Excerpt from a dataset
-- start --

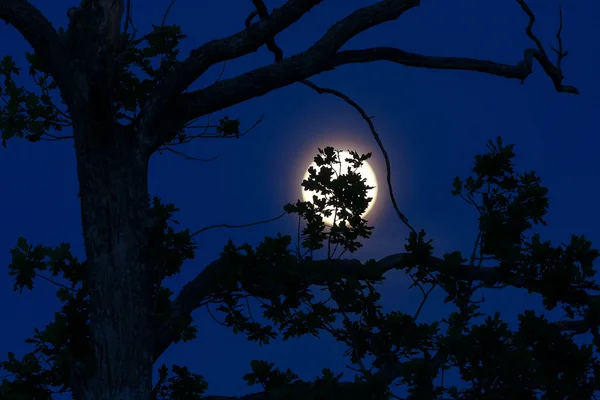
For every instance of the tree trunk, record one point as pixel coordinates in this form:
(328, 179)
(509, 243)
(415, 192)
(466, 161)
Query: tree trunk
(115, 214)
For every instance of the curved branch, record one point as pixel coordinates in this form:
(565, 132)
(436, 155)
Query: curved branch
(199, 289)
(319, 58)
(39, 32)
(205, 56)
(237, 226)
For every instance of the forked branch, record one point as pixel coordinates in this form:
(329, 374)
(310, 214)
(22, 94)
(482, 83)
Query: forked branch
(324, 56)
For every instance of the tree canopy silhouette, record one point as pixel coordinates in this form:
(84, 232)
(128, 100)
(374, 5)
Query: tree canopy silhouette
(125, 98)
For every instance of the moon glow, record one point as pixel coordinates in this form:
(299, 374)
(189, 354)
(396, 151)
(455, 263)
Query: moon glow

-- end --

Direction >>
Edit the listing above by replacing every occurrence of "curved branch" with "bent branch", leaving all other text unchanged. Omit the pictures from your version.

The response >>
For every instance of the tree trunk, record one point as pixel coordinates in this form:
(328, 179)
(509, 243)
(415, 192)
(466, 161)
Query: tree trunk
(115, 214)
For every instance of the bent branch, record one point as pixel coordinates in this form:
(565, 132)
(436, 155)
Query: bent branch
(199, 289)
(319, 58)
(39, 32)
(205, 56)
(237, 226)
For every instance of the forked branch, record one point as pixel coordinates in this form:
(329, 374)
(310, 214)
(22, 94)
(482, 83)
Query: forked branch
(324, 56)
For every instance of the tree canopy silhouette, record one point as pixel coordinates in this form:
(84, 232)
(128, 100)
(374, 5)
Query: tree canopy silhouette
(125, 98)
For every instance of the moon glow, record one point as pixel coordinates in this form:
(299, 374)
(189, 354)
(396, 151)
(455, 263)
Query: moon glow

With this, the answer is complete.